■ Exercise details
Copy every record below exactly.
-- start Given data --
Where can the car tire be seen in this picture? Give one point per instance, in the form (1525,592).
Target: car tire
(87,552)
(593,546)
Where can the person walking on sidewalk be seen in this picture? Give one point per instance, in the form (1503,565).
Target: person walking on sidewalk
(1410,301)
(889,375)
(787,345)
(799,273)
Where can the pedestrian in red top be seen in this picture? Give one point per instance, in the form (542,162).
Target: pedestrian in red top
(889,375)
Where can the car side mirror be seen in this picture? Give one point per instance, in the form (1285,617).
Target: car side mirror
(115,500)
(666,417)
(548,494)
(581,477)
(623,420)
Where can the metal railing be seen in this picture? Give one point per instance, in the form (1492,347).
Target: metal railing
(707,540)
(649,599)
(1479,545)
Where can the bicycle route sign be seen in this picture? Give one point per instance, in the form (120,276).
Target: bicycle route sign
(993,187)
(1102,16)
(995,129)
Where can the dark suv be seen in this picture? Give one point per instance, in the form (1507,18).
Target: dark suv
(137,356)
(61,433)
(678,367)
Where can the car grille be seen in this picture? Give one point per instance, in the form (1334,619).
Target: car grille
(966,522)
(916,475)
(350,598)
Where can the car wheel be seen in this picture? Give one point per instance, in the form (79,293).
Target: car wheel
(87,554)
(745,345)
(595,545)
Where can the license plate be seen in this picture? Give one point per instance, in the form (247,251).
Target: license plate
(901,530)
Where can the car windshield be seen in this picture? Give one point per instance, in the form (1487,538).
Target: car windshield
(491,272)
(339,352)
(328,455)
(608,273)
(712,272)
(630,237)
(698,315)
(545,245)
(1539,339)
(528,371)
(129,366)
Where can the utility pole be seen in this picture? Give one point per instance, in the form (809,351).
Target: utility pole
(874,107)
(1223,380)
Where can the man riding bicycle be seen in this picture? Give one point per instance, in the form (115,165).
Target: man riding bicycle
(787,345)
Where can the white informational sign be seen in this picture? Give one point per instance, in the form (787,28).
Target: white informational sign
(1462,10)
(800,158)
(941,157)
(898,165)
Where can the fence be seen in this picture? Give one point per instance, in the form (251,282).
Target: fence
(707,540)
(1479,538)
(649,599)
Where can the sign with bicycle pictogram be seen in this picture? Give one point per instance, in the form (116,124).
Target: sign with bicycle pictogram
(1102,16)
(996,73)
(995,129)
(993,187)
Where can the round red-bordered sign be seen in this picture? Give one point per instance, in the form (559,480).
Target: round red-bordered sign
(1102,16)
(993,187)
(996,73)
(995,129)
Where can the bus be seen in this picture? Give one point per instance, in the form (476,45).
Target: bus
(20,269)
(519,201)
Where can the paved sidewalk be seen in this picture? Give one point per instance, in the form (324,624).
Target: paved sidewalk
-- end Given data --
■ Expected output
Where can the car tire be seen in this picture? Give one point per instance, in the form (1525,592).
Target: car tire
(87,552)
(593,546)
Where can the person walking on sidewalk be seen in this picture? Give one point per instance, in the form (1503,565).
Target: person walking on sidewalk
(1410,301)
(889,375)
(787,345)
(799,273)
Where can the pedestrian in red top be seen in this picture? Give one point per instance, in the form (542,162).
Target: pedestrian in red top
(889,375)
Where can the car side mirror be seen in this picture? Give one point per instance, in the form (1285,617).
Target: car side mirror
(115,500)
(666,417)
(548,494)
(581,477)
(623,420)
Where can the metal railing be seen in this picture? Give one point per instance, in the form (1492,347).
Target: metal railing
(707,540)
(649,599)
(1479,545)
Where can the bicycle route sign be seen in this picture? Give one point per instance, in the form (120,276).
Target: bicycle route sign
(993,187)
(1102,16)
(995,129)
Where can the dark suv be seen in this picture? Give one point per instance, in the form (1507,18).
Target: dark suv
(137,356)
(61,433)
(678,367)
Where can the car grille be seen in this picture? Give one point per instance, in the form (1334,619).
Target: car grille
(966,522)
(916,475)
(350,598)
Where can the car wheel be seen in this picture? Give one point per instance, in the form (79,293).
Target: car wheel
(87,554)
(745,345)
(595,545)
Where can the license plate be seen in this picture? Give one point per instance, in the form (247,251).
Target: license plate
(901,530)
Where can the car windshield be seen in this picture? Give one point per instance, in the form (1487,538).
Target: car windshield
(491,272)
(339,352)
(328,455)
(608,273)
(712,272)
(630,237)
(698,315)
(545,245)
(1539,339)
(528,371)
(129,366)
Where can the utility pole be seen in this picture? Give one point per instance, in the form (809,351).
Target: utility pole
(874,107)
(1223,380)
Where can the man riding bicycle be seen in this picture? Give one point per instance, in the form (115,165).
Target: man riding bicycle
(787,345)
Where can the white informational sign be seen in this picture? Give one point per instance, in the form (787,28).
Target: white informational sign
(1462,10)
(800,158)
(941,157)
(898,165)
Where can the fence be seen in this picture? Give one point per instance, in the form (251,282).
Target: fence
(707,540)
(1479,538)
(649,599)
Where can the sign with bicycle pictogram be seen in this picture? Give one point per instance, in the form (116,124).
Target: sign with bicycle pictogram
(1102,16)
(996,73)
(995,129)
(993,187)
Where can the round red-bordered sign be seen in this picture? Give one point per instance, in the form (559,480).
Target: round red-bordered sign
(1102,16)
(993,187)
(996,73)
(995,129)
Where can the bus be seen in this picture? Give one point per instance, in the form (476,45).
Target: bus
(20,269)
(519,201)
Where can the paved sidewalk be seen in this picture? Give one point per instance, in the form (324,624).
Target: paved sidewalk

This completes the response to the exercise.